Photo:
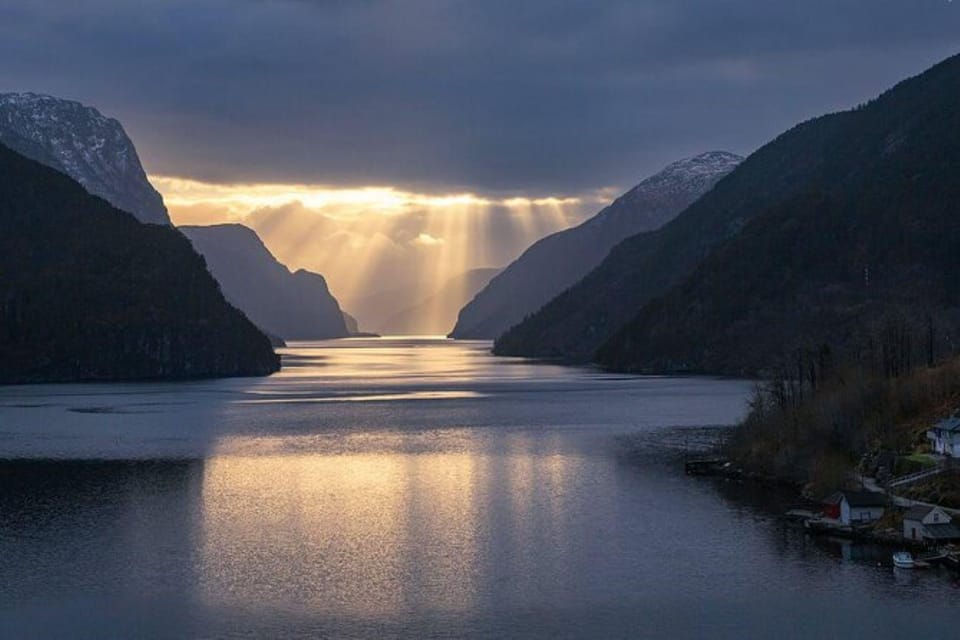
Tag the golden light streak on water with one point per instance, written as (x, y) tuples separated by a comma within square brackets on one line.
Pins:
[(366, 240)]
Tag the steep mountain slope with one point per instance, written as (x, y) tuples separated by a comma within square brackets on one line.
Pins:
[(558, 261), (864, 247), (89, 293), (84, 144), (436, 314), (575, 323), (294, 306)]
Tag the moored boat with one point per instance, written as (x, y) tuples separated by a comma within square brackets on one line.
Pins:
* * *
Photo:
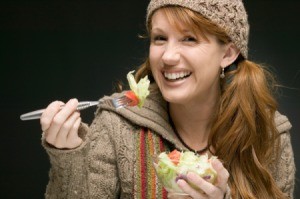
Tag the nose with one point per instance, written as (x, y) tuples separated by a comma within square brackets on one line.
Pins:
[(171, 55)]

Work instructions >> Extract every line of the data that contains the string "tuples", and copy each of those lines in full.

Reply >>
Tag the golden light streak on water with one point per instance, written as (x, y) tuples separated by a comma within square brackets on one line.
Tag the steep mountain slope with one point per instance, written as (x, y) tuples separated by a comma within square brackets on one line.
Tag the moored boat with one point per instance, written as (x, y) tuples separated by a comma within square brackets on one line.
Tag the nose with one point per instance, written as (x, y) tuples separated by a comma within square brackets on one line.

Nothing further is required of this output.